(Excerpts from point annotation records)
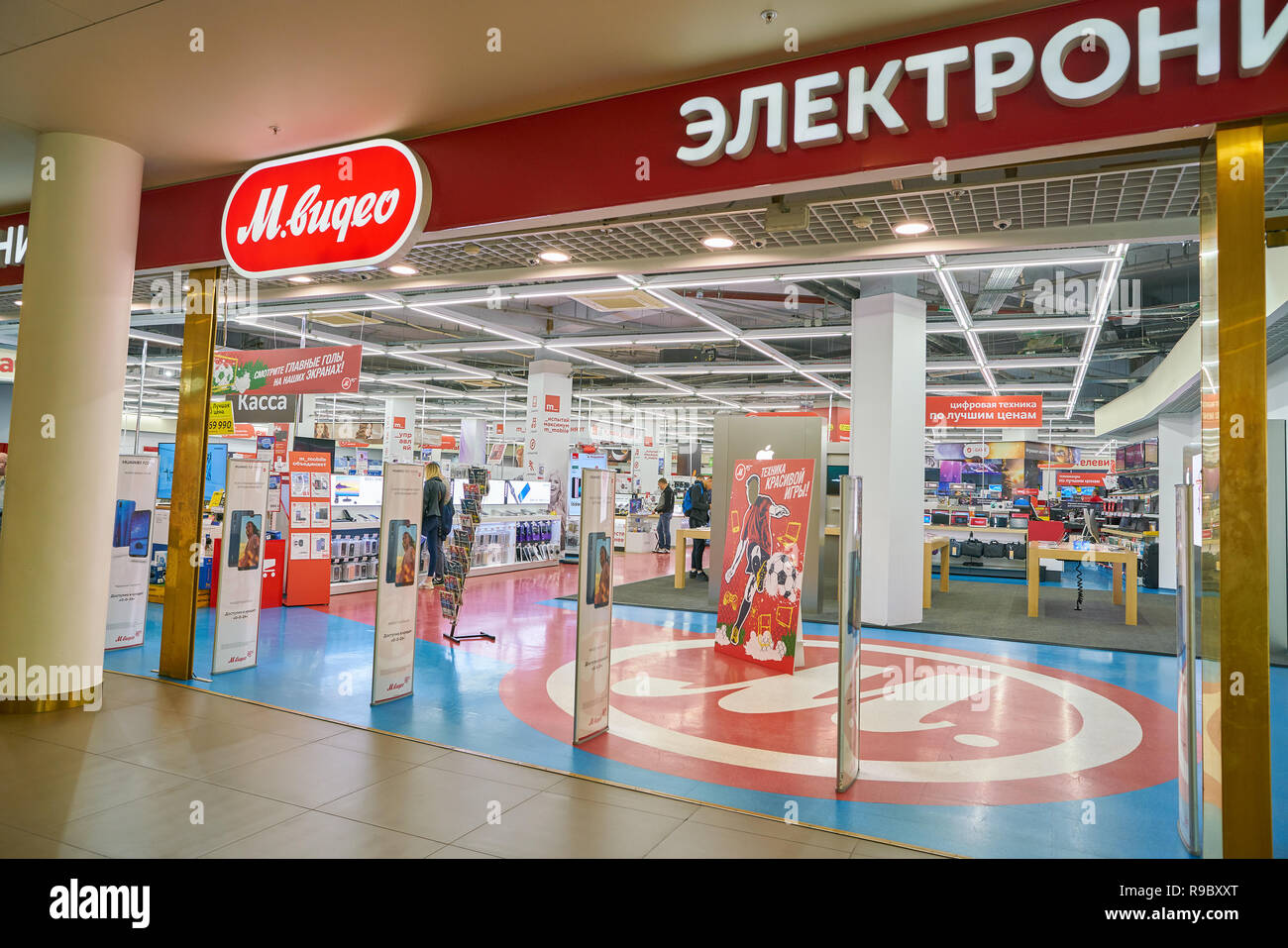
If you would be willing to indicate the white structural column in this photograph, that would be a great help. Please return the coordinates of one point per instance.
(888, 414)
(1173, 433)
(65, 427)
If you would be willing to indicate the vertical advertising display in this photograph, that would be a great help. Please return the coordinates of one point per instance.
(393, 657)
(399, 443)
(132, 550)
(850, 586)
(549, 425)
(308, 527)
(593, 607)
(765, 546)
(236, 642)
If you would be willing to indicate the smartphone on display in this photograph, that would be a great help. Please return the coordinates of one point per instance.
(141, 527)
(395, 531)
(121, 526)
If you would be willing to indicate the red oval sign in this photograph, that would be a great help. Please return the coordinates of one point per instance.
(356, 205)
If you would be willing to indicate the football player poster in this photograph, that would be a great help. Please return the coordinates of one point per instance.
(758, 618)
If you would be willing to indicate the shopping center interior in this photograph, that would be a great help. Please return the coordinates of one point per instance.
(1043, 644)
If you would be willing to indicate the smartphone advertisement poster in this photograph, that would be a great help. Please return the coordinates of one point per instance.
(132, 550)
(395, 586)
(236, 640)
(593, 605)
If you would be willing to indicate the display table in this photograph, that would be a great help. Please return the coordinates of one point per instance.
(1087, 553)
(930, 545)
(682, 541)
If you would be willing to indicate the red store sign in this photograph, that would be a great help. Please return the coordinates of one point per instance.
(340, 207)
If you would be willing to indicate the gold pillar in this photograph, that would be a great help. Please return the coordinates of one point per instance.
(1234, 609)
(187, 501)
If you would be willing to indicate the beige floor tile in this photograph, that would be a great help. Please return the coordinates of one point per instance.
(284, 723)
(18, 844)
(619, 796)
(489, 769)
(554, 826)
(694, 840)
(205, 750)
(436, 804)
(867, 849)
(162, 826)
(322, 836)
(777, 828)
(384, 746)
(47, 804)
(309, 775)
(458, 853)
(104, 730)
(27, 762)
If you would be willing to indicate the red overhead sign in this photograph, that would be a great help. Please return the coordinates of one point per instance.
(357, 205)
(983, 411)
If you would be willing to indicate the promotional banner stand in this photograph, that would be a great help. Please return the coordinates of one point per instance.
(593, 607)
(850, 587)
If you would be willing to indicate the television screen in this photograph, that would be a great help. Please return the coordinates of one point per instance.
(217, 469)
(835, 472)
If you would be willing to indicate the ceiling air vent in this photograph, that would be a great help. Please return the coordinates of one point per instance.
(344, 318)
(619, 300)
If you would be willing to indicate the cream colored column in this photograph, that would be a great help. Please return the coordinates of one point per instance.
(65, 424)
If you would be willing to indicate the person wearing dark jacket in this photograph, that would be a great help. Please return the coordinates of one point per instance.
(664, 510)
(698, 500)
(433, 496)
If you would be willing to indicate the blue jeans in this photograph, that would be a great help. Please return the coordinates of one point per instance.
(429, 531)
(664, 531)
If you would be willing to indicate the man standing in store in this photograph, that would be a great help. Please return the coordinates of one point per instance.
(432, 498)
(664, 510)
(697, 506)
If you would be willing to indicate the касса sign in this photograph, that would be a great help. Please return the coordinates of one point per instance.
(356, 205)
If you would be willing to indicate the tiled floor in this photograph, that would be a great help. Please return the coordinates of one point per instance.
(163, 771)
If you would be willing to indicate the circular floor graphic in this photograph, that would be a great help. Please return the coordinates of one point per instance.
(939, 725)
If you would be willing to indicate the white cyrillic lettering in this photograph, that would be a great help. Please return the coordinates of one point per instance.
(1257, 46)
(340, 217)
(1203, 40)
(935, 67)
(14, 247)
(861, 101)
(265, 218)
(806, 108)
(362, 210)
(715, 127)
(1089, 93)
(391, 197)
(774, 95)
(990, 82)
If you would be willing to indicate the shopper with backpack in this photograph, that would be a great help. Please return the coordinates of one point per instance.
(697, 506)
(433, 496)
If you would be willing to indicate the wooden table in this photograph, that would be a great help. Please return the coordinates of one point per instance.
(682, 537)
(1122, 561)
(930, 545)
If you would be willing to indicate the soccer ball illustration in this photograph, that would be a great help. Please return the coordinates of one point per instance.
(782, 578)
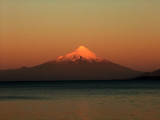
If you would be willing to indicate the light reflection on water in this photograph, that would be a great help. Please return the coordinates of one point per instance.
(91, 100)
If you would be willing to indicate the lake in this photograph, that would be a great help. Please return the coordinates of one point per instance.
(80, 100)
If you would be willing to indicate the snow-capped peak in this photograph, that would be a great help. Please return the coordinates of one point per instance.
(80, 54)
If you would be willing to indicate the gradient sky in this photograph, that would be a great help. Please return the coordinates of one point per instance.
(126, 32)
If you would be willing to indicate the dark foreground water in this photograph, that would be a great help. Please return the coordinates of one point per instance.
(81, 100)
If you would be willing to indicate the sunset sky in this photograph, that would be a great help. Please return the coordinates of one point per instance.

Written instruction >> Retype these records verbatim, covering every one of them from beginning to end. Omit the pictures from your answer.

Correct response >>
If you would be willing to indicate the white structural column in this photograph, that would be a great help. Please return the coordinates of one point per instance.
(888, 414)
(1173, 433)
(65, 427)
If you would be willing to indicate the vertical advertising display in this photograph, that would be a great help. Please return the coordinates of one point per instance.
(393, 657)
(399, 443)
(132, 550)
(850, 586)
(549, 425)
(308, 527)
(593, 607)
(765, 546)
(236, 642)
If you would be willing to indicate the smartphone on display in this photograph, that would be a great help. Please return the coordinates of one point per instance.
(141, 527)
(395, 531)
(121, 526)
If you would be willing to indicate the red oval sign in this photograph, that would be a great help. Please return the coordinates of one point per instance.
(356, 205)
If you would be willing to indicate the football player poster in this photograph, that would be a great help. Please return the coordinates of one point per instance.
(758, 618)
If you would be willing to indicate the shopping center interior in this photograph, that would be a great help. Please return the coordinates of one point per instance.
(1043, 644)
If you would be willing to indicate the smartphone advertisement poster in this photograph, that would be a great help. Please return the coordinates of one point per instance.
(132, 550)
(395, 586)
(236, 640)
(593, 605)
If you would be willing to indicate the display table in this photograph, that would be a great help. Please return the coordinates of one point per instance.
(1087, 553)
(930, 545)
(682, 541)
If you would be willing to indicate the red store sign in this photograph, that would be a great help. Please return the coordinates of one point per instance.
(340, 207)
If you would be willing to indicate the gold pillar in this photograph, that would be a great help. Please return the coordinates of one point per instance.
(1234, 609)
(187, 501)
If you would be willing to indicate the beige floor tile in this photograph, that would be a great help. Please return the coordinates of one point per instance.
(284, 723)
(18, 844)
(619, 796)
(489, 769)
(554, 826)
(694, 840)
(205, 750)
(436, 804)
(867, 849)
(162, 826)
(322, 836)
(777, 828)
(384, 746)
(47, 804)
(309, 775)
(458, 853)
(104, 730)
(27, 762)
If you would be willing to indicate the red overhead sign in this photograph, that would be a great help. Please return the coordinates of one point per instance.
(357, 205)
(983, 411)
If you would be willing to indicate the promotional banner stand in this photograph, that would be a great help. Please return the coordinates of one point per instance.
(593, 607)
(850, 587)
If you would be willing to indicate the television screen in this photograph, that would be a great help. Please return the coordinates of one point per instance.
(217, 469)
(835, 472)
If you would be willing to indicate the ceiling air vent in this photograph, that would be a great help. Please return the coordinates of one point per instance.
(344, 318)
(619, 300)
If you would be willing to indicate the cream colored column in this photograph, that would be a great help. Please return the coordinates of one point per instance.
(65, 424)
If you would be willing to indicate the person wearing dark jacket in this photograph, that would be a great help. Please return the coordinates of one point per instance.
(664, 510)
(698, 500)
(433, 496)
If you would be willing to indicate the blue jeans in this photograph, that would be a great help. Please return the coordinates of one point per instance.
(429, 531)
(664, 531)
If you would be willing to indicate the man standing in store in this photograph, that would be a great help. Please return the coordinates of one point per instance.
(432, 498)
(664, 510)
(697, 506)
If you would be willing to indicate the касса sign in this photograph, that would be a great help. Please return the coordinates of one point per instance.
(356, 205)
If you would be willing to indicate the tiled floor in this photograph, that would be a great help. Please return the coordinates of one point per instance.
(163, 771)
If you would be willing to indicate the circular floor graphic in this photograph, that would be a great help. Please return the coordinates of one point per instance.
(939, 725)
If you would be willing to indicate the white cyrillic lettering in this photograph, that would be a great help. Please return the coordinates of one point per instance.
(1257, 46)
(340, 217)
(1203, 40)
(935, 67)
(14, 247)
(861, 101)
(265, 218)
(806, 108)
(362, 210)
(715, 127)
(1089, 93)
(391, 197)
(774, 95)
(990, 82)
If you would be willing to indicate the shopper with backpack in this photograph, that would be a great help. Please return the coordinates of one point per instance.
(697, 506)
(433, 496)
If you would be willing to indicate the wooden table in this photograph, that would be a great help. Please return the coordinates of one point per instance.
(682, 537)
(1122, 561)
(930, 545)
If you would be willing to indicate the soccer ball illustration in this photograph, that would be a great help. Please return the coordinates of one point per instance.
(782, 578)
If you would be willing to indicate the light reflection on water in this photograph, that would be a great help. Please return the coordinates of one point per instance.
(91, 100)
If you would be willing to indicate the lake in this photograph, that would be a great help. Please return the coordinates of one point per instance.
(80, 100)
If you would be willing to indicate the snow-capped peak in this photograph, that would be a great help. Please return the coordinates of one point per instance.
(80, 54)
If you would be willing to indicate the gradient sky in this photograph, that would be a great help. Please return the coordinates of one point per instance.
(126, 32)
If you would be willing to indicate the dark foreground water in this photograph, that would be a great help. Please return the coordinates of one point per instance.
(81, 100)
If you would be willing to indicate the sunset sky in this photograph, that would be a great help. Please return the coordinates of one point per instance.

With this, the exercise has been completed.